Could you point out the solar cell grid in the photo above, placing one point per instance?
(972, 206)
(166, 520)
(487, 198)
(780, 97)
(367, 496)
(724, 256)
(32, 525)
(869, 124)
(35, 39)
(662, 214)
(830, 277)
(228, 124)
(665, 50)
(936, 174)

------------------------------------

EXERCISE TASK
Present every line of the items above as a numbered list, omitting blank lines.

CORRECT OUTPUT
1. Could you point out the solar cell grid in the photo above, placing one point per instance?
2. (972, 206)
3. (166, 520)
4. (487, 198)
5. (780, 97)
6. (367, 496)
7. (724, 256)
8. (32, 525)
9. (869, 124)
10. (35, 39)
11. (662, 214)
12. (830, 277)
13. (228, 124)
14. (665, 50)
15. (936, 174)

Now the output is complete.